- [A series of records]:
● ● ●

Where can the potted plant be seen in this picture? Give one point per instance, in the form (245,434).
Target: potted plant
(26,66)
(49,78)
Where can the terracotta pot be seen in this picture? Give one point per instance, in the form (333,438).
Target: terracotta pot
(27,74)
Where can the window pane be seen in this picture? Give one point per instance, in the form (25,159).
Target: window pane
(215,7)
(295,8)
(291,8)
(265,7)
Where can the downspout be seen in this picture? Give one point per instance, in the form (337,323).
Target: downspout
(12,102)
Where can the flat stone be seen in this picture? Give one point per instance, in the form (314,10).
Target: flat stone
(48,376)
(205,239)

● ● ●

- [SET TASK]: Reproduce the lines from the one containing "Where can the flat" through the end of the records, changing "flat stone" to "paving slab" and leaving all other text unaltered.

- [TASK RESULT]:
Where can the paving slab be seen in this picture? Give one point per instance, in the form (314,10).
Target: paving slab
(48,376)
(205,239)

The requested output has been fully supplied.